#### [SOURCE RECORDS]
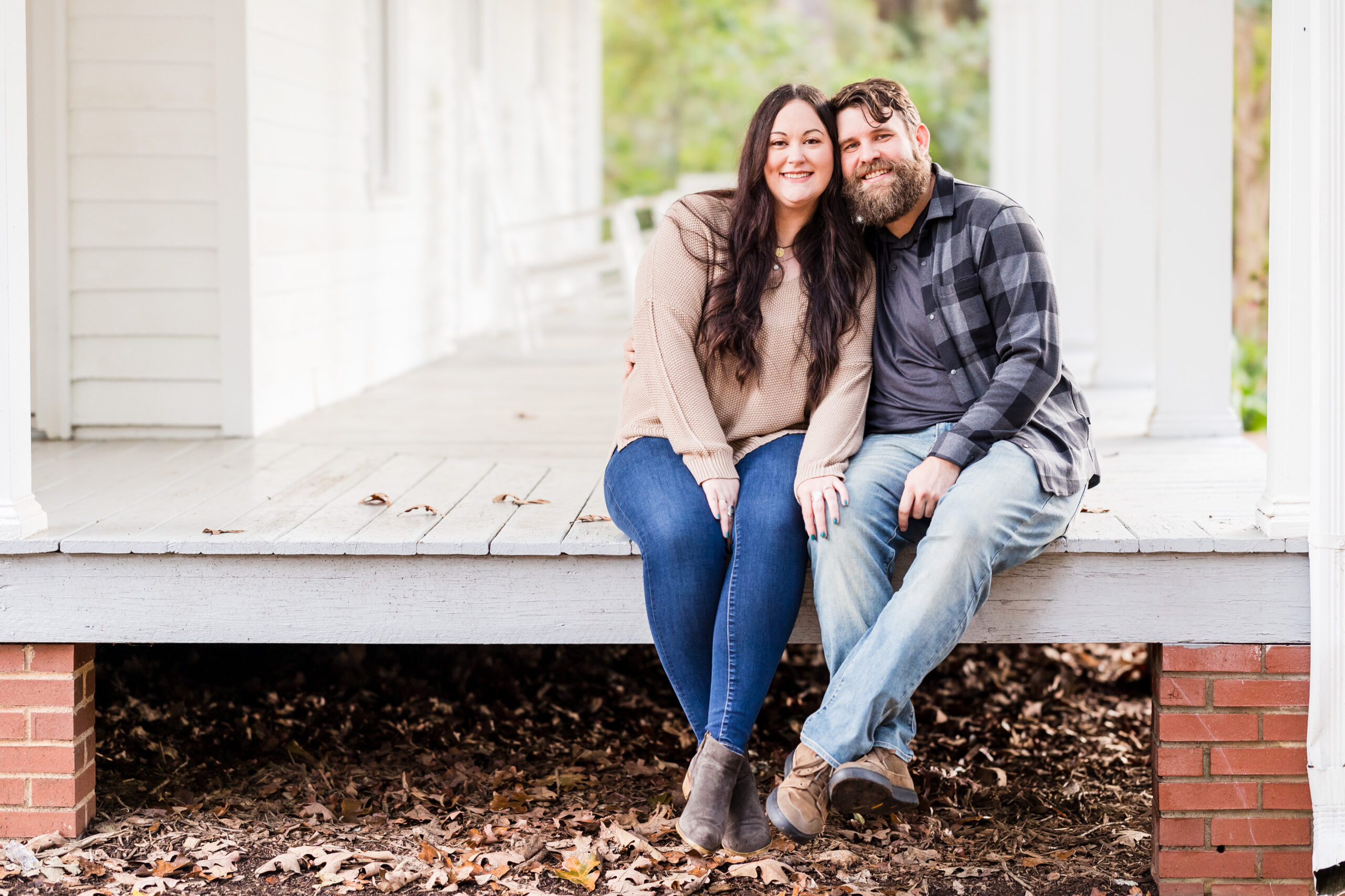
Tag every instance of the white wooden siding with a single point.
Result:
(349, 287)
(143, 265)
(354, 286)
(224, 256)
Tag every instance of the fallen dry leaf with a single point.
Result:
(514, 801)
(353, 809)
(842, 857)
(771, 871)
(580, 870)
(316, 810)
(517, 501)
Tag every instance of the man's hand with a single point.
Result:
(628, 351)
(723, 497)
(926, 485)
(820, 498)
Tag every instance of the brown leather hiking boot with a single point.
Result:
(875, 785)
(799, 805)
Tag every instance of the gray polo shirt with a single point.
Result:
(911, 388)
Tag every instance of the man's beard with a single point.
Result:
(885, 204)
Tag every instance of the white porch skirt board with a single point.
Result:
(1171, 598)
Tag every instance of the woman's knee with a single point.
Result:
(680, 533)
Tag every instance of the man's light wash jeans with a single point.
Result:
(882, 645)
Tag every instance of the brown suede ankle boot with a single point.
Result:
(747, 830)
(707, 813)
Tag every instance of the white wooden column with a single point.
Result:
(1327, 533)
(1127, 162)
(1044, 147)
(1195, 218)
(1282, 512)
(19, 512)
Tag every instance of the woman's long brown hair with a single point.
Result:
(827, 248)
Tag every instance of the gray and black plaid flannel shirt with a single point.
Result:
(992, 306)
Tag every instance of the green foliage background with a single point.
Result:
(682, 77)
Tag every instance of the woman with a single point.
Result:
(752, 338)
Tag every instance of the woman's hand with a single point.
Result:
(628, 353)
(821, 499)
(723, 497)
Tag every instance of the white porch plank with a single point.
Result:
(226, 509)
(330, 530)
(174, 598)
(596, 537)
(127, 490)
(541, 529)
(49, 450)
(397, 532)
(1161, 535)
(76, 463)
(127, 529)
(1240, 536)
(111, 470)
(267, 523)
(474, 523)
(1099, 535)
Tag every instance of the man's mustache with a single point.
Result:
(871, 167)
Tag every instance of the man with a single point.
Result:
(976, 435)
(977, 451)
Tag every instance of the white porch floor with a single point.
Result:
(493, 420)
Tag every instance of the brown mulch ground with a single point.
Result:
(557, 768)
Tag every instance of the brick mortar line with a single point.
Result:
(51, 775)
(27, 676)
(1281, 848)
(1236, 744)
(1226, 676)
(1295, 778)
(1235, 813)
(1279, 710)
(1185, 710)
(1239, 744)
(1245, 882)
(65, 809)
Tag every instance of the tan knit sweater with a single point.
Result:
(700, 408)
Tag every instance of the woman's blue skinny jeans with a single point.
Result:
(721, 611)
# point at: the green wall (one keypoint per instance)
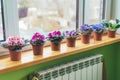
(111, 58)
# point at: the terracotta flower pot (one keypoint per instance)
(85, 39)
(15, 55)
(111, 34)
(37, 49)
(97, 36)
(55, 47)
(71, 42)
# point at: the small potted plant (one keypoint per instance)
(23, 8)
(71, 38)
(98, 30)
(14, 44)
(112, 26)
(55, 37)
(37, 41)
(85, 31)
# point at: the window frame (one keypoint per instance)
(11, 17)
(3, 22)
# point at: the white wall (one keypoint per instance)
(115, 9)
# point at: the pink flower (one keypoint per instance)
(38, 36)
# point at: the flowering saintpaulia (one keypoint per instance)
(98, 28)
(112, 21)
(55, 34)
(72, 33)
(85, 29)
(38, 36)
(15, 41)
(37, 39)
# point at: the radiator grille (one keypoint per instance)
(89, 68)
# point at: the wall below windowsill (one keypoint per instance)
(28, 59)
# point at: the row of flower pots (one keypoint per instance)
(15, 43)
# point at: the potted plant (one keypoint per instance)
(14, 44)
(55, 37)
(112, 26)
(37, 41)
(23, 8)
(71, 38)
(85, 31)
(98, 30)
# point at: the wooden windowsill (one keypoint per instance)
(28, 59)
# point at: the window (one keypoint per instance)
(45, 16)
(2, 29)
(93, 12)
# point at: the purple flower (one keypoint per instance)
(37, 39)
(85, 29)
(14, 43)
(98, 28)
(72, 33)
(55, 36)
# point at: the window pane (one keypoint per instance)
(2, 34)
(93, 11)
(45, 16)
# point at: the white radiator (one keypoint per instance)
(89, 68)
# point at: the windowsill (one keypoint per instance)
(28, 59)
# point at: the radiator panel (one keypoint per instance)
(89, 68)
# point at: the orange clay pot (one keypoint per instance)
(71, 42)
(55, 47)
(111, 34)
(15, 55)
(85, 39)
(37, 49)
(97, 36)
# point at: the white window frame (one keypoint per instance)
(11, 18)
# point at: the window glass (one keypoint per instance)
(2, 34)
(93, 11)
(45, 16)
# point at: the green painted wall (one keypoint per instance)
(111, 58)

#### [EXERCISE DETAILS]
Retype every entry verbatim and exclude the pictures from the copy.

#### [EXERCISE RESULT]
Tag every instance of the white wooden siding with a single point.
Result:
(349, 287)
(143, 265)
(354, 286)
(224, 256)
Tag every instance of the fallen dry leaf with a single point.
Result:
(514, 801)
(353, 809)
(842, 857)
(771, 871)
(580, 870)
(316, 810)
(517, 501)
Tag every instance of the man's hand with a single point.
Result:
(628, 351)
(723, 497)
(926, 485)
(820, 498)
Tag every instance of the brown leather hiking boot with a single point.
Result:
(875, 785)
(799, 805)
Tag every instance of the gray polo shirt with a single point.
Result:
(911, 388)
Tag every instance of the man's beard with a single point.
Result:
(885, 204)
Tag every instance of the white porch skirt board with a single point.
Result:
(1171, 598)
Tag every instance of the woman's knee with a single point.
Result:
(680, 533)
Tag every instance of the man's light wash jeans with a single point.
Result:
(882, 645)
Tag every instance of the brown suede ankle boot with a single point.
Result:
(747, 830)
(707, 813)
Tag every instance of the white wooden column with a single point.
Result:
(1327, 533)
(1127, 162)
(1044, 147)
(1195, 218)
(1282, 512)
(19, 512)
Tag every instance of the woman's long brown hair with a single point.
Result:
(827, 248)
Tag every instance of the gray and black plaid flannel shirt with a single point.
Result:
(992, 306)
Tag every instance of the green foliage background with a single point.
Result:
(682, 77)
Tag every instance of the woman with a single point.
Result:
(752, 338)
Tag every instance of the woman's hand with a single point.
Result:
(628, 353)
(821, 499)
(723, 497)
Tag every instance of the white porch plank with a single point.
Result:
(226, 509)
(330, 530)
(174, 598)
(596, 537)
(127, 490)
(541, 529)
(49, 450)
(397, 532)
(1161, 535)
(76, 463)
(127, 529)
(1240, 536)
(111, 470)
(267, 523)
(474, 523)
(1099, 535)
Tag every instance of the man's mustache with a single point.
Result:
(871, 167)
Tag every instance of the man with a single point.
Result:
(976, 435)
(977, 451)
Tag every instance of the white porch floor with a single point.
Result:
(493, 420)
Tag every instance of the brown mulch ground with a single point.
Result:
(557, 768)
Tag every instance of the brick mortar line with a single point.
Result:
(51, 775)
(27, 676)
(1281, 848)
(1236, 744)
(1226, 676)
(1295, 778)
(1235, 813)
(1279, 710)
(1185, 710)
(1239, 744)
(1245, 882)
(65, 809)
Tag every instance of the tan knit sweater with a single point.
Result:
(700, 408)
Tag every instance of the woman's blue skinny jeans with a single point.
Result:
(721, 611)
# point at: the green wall (one keypoint per instance)
(111, 58)
# point at: the terracotta flower pot (one keypoint per instance)
(85, 39)
(15, 55)
(111, 34)
(37, 49)
(97, 36)
(55, 47)
(71, 42)
# point at: the small potted plant (one keypoint per instance)
(23, 8)
(71, 38)
(98, 30)
(14, 44)
(112, 26)
(55, 37)
(37, 41)
(85, 31)
# point at: the window frame (one keypoint per instance)
(11, 17)
(3, 22)
# point at: the white wall (one keypoint per instance)
(115, 9)
# point at: the pink flower (one keypoint per instance)
(38, 36)
# point at: the flowering saintpaulia (one keypoint per instance)
(98, 28)
(112, 21)
(55, 34)
(72, 33)
(85, 29)
(38, 36)
(15, 41)
(37, 39)
# point at: the radiator grille (one keypoint per instance)
(89, 68)
# point at: the wall below windowsill (one keypoint per instance)
(28, 59)
# point at: the row of flower pots (one keypoint per instance)
(15, 43)
# point at: the potted plant (one keypoint per instance)
(14, 44)
(55, 37)
(112, 26)
(37, 41)
(23, 8)
(71, 38)
(85, 31)
(98, 30)
# point at: the wooden windowsill (one keypoint per instance)
(28, 59)
# point at: the window (one keypoint per instance)
(45, 16)
(2, 29)
(93, 12)
# point at: the purple flower (one keypoint per instance)
(37, 39)
(85, 29)
(14, 43)
(98, 28)
(72, 33)
(55, 36)
# point at: the window pane (one keypoint per instance)
(2, 34)
(93, 11)
(45, 16)
# point at: the white radiator (one keypoint per instance)
(89, 68)
# point at: the windowsill (one keypoint per instance)
(28, 59)
# point at: the radiator panel (one keypoint per instance)
(89, 68)
# point at: the orange clay pot (one keypoint per instance)
(71, 42)
(55, 47)
(111, 34)
(15, 55)
(85, 39)
(37, 49)
(97, 36)
# point at: the white window frame (one keypoint per instance)
(11, 18)
# point at: the window glass (one keypoint per instance)
(2, 34)
(93, 11)
(45, 16)
# point at: the green painted wall (one keypoint per instance)
(111, 58)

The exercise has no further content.